Exercise: Copy every line below that has the word "Please" in it.

━━━━━ Data excerpts

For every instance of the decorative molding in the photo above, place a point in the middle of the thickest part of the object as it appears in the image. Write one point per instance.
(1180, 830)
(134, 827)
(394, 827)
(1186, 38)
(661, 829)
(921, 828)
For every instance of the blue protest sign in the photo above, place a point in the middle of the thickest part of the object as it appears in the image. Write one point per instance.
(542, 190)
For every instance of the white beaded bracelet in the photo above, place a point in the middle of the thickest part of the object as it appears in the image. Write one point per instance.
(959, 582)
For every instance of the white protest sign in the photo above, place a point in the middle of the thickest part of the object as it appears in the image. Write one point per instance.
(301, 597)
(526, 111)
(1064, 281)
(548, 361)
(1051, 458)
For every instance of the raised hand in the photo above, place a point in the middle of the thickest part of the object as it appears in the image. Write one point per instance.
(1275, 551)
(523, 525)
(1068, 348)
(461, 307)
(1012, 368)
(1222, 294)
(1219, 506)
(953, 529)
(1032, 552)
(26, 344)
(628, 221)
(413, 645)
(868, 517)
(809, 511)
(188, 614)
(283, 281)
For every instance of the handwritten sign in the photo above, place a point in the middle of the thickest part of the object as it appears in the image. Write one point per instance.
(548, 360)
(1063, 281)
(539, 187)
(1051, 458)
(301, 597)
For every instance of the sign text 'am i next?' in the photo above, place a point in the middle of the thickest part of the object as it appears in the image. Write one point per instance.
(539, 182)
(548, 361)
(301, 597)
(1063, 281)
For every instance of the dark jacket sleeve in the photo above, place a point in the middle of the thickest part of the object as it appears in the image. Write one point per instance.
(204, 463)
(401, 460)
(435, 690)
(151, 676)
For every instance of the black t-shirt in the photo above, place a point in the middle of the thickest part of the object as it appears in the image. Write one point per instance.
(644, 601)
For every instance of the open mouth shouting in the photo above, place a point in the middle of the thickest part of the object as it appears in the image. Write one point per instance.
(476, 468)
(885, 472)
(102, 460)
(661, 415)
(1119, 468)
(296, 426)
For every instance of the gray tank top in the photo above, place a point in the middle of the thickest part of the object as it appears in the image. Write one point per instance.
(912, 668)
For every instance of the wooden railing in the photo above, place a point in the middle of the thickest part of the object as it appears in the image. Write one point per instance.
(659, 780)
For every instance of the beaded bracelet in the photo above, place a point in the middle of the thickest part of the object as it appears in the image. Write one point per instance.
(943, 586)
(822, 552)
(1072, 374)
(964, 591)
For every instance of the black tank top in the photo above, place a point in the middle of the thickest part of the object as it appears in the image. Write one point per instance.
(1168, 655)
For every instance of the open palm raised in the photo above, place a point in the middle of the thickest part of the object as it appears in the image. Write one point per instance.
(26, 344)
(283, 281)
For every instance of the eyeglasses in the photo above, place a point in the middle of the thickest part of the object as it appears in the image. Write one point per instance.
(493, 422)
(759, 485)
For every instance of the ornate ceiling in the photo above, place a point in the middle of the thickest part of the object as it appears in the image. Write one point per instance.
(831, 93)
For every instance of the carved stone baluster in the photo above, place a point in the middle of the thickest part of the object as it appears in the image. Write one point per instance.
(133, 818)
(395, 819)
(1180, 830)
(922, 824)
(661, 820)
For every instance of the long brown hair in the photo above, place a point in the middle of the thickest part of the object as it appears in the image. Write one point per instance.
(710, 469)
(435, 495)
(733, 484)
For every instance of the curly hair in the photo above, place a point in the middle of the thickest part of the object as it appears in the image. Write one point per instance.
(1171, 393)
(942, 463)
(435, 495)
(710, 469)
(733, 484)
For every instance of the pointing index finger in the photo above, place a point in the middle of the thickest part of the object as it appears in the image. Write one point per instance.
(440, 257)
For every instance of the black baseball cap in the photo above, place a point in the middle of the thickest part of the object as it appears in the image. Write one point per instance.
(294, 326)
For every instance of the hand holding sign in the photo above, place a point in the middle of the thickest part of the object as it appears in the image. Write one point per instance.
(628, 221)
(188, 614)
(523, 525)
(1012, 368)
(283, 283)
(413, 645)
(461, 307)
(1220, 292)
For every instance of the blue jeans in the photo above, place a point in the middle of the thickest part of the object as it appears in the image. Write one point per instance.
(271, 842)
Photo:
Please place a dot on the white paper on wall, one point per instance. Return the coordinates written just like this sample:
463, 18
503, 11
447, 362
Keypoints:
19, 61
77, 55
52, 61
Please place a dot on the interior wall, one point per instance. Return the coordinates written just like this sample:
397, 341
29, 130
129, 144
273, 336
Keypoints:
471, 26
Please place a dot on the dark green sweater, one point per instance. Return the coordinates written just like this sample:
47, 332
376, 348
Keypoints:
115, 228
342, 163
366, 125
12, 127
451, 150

━━━━━━━━━━

Exercise answer:
Please place a dot on the white paper on wall, one point per instance. Return the coordinates written just like this sample:
Please place a dot on the interior wall, one point per instance. Return the coordinates written just like this sample:
Please place a dot on the dark green sweater, one point per instance. Return the coordinates written just like this sample:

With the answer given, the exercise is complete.